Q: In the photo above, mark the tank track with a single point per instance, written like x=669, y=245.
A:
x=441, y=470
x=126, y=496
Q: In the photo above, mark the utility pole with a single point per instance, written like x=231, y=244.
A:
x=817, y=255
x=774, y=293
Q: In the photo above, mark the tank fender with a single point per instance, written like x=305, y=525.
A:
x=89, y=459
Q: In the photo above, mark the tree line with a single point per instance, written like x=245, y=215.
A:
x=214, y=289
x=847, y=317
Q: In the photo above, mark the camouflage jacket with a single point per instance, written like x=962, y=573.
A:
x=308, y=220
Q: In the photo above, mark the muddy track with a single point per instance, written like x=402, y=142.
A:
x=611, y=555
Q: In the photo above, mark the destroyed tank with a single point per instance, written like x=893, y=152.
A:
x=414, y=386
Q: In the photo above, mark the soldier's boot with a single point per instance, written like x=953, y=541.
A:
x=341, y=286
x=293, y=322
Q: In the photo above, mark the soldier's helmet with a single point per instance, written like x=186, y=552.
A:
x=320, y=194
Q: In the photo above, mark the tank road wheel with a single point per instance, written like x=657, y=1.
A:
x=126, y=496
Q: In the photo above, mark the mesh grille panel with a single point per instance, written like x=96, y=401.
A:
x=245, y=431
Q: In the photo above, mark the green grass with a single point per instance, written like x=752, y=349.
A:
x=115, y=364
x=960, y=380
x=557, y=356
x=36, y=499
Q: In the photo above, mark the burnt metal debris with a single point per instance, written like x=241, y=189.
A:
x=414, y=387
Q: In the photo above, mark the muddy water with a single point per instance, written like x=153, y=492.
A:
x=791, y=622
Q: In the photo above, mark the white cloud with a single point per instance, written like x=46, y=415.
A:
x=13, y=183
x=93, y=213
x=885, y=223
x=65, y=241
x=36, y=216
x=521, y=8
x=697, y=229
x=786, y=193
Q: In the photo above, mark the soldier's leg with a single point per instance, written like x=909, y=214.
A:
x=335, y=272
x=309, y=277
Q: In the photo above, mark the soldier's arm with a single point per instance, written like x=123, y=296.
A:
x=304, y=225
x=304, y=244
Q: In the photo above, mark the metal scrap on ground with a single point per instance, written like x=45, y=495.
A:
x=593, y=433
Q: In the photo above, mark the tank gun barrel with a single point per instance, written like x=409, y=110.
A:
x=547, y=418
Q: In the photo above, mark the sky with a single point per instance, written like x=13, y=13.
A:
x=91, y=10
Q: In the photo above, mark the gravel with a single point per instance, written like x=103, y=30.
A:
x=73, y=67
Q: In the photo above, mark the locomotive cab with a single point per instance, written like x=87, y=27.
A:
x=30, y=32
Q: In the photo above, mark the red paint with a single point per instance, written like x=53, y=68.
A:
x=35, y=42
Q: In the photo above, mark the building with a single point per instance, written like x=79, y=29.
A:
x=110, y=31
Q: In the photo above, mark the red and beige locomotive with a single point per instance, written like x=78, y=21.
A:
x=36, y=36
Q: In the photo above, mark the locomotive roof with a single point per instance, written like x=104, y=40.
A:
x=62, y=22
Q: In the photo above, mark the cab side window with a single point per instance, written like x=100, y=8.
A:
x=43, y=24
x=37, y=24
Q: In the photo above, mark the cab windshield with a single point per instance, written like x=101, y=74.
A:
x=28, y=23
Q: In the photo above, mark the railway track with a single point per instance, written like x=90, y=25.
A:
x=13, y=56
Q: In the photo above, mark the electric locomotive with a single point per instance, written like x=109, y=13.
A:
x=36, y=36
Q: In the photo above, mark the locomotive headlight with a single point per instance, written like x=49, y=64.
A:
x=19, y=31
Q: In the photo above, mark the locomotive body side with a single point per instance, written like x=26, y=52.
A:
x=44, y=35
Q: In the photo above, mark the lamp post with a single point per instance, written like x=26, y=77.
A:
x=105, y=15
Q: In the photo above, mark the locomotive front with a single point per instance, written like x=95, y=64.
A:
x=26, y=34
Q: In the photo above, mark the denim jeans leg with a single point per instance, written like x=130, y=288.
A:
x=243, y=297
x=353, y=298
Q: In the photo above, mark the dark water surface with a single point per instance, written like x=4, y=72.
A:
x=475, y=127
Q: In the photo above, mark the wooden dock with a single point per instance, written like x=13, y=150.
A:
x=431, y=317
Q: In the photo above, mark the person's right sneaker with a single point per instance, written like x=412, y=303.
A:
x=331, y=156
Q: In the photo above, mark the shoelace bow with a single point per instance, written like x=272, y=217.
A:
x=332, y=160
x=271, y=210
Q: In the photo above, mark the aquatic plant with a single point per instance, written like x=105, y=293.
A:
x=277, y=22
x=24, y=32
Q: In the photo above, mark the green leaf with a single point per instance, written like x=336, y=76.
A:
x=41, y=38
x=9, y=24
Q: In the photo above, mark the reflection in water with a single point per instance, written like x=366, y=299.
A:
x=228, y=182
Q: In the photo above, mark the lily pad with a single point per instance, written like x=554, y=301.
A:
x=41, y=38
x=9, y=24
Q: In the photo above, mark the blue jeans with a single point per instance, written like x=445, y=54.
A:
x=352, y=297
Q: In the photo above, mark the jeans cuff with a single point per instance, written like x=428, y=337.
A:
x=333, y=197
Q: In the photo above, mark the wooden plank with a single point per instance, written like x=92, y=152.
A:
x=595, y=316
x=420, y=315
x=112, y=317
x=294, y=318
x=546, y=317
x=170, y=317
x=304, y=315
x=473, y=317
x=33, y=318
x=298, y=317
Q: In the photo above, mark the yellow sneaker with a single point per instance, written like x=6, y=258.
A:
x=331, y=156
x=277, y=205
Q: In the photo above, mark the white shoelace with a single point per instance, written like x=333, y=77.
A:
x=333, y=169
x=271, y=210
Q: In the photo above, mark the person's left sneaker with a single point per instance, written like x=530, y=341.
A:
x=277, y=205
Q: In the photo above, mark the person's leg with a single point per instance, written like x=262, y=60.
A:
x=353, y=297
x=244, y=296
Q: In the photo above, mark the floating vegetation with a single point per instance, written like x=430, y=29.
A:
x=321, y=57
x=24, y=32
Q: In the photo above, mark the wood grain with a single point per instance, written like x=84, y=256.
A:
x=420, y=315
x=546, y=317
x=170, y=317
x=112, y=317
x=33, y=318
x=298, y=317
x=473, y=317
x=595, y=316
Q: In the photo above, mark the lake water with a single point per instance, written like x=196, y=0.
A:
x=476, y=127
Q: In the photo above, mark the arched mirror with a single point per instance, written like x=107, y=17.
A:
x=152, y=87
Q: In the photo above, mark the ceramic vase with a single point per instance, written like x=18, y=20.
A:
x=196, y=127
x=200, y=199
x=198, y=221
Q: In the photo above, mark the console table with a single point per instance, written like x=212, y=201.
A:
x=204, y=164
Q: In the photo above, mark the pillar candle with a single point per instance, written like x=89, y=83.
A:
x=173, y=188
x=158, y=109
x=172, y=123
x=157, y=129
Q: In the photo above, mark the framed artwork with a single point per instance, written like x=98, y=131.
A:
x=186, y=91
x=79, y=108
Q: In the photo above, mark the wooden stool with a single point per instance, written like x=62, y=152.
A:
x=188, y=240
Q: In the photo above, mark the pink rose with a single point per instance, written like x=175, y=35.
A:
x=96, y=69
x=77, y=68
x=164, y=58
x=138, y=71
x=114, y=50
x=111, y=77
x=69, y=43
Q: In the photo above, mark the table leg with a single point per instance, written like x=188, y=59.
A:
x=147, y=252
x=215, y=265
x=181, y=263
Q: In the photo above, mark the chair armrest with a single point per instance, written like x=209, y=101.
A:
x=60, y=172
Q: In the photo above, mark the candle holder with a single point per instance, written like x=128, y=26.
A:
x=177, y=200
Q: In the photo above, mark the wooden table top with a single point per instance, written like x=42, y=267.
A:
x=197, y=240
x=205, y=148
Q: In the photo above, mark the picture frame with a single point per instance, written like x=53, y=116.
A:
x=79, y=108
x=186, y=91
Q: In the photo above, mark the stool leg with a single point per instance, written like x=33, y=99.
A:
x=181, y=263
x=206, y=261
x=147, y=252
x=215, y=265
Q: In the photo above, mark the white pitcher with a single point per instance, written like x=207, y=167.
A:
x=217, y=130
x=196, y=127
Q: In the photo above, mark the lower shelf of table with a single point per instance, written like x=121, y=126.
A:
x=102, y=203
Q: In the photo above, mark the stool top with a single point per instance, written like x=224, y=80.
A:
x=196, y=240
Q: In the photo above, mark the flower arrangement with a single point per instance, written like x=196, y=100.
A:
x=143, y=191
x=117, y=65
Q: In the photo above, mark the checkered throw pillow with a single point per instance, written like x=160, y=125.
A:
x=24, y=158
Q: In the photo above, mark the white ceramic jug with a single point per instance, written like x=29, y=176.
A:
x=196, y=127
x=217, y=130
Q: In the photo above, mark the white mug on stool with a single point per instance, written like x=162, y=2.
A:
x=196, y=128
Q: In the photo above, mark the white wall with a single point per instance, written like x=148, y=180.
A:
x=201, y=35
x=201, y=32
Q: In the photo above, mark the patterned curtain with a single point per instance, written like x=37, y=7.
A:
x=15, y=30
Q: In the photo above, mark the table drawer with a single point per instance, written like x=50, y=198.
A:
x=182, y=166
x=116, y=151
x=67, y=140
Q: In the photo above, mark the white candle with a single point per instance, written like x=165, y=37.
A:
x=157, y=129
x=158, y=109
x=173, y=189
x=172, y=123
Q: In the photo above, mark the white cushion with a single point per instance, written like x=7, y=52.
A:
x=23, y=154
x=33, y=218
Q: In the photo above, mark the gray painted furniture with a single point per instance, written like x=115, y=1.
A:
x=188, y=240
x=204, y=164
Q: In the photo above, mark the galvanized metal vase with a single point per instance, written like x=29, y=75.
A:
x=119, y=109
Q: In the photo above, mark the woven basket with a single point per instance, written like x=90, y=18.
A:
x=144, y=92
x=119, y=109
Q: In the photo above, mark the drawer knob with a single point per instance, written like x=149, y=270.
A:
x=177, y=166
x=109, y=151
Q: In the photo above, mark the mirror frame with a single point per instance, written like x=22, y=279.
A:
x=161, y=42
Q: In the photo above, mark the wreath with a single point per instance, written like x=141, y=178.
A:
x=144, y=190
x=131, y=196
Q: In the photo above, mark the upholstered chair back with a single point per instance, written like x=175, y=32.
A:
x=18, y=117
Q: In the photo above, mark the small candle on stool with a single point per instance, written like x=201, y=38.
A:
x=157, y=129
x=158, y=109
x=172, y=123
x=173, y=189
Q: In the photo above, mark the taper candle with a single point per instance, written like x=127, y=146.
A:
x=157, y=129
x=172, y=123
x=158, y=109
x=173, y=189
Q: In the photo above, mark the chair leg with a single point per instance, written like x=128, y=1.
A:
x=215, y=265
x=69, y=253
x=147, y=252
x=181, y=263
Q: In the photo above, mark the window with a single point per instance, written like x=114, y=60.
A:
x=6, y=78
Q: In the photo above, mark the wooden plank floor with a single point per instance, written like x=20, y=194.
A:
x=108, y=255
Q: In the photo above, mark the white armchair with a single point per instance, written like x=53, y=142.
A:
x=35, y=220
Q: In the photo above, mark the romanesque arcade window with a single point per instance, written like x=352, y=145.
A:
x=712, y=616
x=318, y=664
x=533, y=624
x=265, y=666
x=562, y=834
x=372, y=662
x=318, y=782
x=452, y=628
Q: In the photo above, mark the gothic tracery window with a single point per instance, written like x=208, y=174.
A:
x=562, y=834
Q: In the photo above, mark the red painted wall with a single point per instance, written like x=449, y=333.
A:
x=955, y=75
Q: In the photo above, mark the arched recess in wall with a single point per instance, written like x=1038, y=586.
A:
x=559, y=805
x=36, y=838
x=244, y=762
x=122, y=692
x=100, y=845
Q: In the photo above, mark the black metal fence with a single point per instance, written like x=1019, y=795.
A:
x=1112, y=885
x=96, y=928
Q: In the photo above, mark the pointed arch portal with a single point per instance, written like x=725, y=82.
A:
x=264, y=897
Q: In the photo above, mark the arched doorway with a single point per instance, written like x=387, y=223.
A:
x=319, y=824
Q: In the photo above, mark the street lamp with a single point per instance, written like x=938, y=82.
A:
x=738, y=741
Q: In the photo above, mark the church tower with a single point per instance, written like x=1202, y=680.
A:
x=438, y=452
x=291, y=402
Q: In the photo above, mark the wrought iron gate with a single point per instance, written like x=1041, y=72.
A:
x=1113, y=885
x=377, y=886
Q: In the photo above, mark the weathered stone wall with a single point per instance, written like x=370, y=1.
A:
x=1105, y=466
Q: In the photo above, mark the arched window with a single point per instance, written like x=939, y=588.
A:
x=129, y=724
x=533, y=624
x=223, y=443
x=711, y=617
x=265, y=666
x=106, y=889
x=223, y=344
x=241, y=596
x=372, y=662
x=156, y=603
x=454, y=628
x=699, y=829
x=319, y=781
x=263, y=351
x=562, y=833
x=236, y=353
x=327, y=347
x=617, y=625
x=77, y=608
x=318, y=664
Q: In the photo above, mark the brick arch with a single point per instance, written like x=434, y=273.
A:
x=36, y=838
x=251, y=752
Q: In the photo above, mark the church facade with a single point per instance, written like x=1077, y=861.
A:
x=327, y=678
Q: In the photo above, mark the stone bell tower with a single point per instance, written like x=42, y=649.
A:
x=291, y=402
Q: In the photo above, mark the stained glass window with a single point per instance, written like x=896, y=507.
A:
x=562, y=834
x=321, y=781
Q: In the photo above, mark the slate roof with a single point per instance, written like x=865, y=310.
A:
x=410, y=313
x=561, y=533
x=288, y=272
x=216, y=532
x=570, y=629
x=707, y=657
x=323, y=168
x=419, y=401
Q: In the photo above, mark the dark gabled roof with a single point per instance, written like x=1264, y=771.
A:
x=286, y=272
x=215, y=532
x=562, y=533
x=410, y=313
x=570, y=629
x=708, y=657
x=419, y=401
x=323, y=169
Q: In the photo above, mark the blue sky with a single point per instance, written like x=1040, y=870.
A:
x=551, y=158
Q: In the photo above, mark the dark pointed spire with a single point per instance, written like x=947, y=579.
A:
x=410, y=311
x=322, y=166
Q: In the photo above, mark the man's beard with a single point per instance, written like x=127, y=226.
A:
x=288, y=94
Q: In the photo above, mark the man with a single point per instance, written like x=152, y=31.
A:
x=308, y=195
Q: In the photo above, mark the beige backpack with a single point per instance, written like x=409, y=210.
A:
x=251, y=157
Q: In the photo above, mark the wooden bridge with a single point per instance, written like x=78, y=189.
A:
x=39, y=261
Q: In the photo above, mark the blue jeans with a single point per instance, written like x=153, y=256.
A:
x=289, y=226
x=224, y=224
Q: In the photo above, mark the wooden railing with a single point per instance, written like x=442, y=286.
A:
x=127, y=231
────
* Given problem *
Give exactly the lines from the one with "Q: In the photo above, mark the man's" to the end of the entries, nothing before them.

* Worked solution *
Q: In the photo above, mark the man's beard with a single point per instance, written like x=127, y=226.
A:
x=288, y=94
Q: In the photo above, mark the man with a single point per instance, written like x=152, y=31.
A:
x=308, y=195
Q: In the photo above, mark the beige backpack with a single point per instance, written like x=409, y=210.
A:
x=251, y=157
Q: In the photo above, mark the wooden bridge with a single point per instance, written like x=78, y=189.
A:
x=39, y=261
Q: In the photo above, mark the blue jeans with a single point per instance, written like x=153, y=256.
A:
x=289, y=226
x=224, y=224
Q: In the photo above, mark the wooden railing with a single point per instance, written like x=442, y=286.
A:
x=127, y=231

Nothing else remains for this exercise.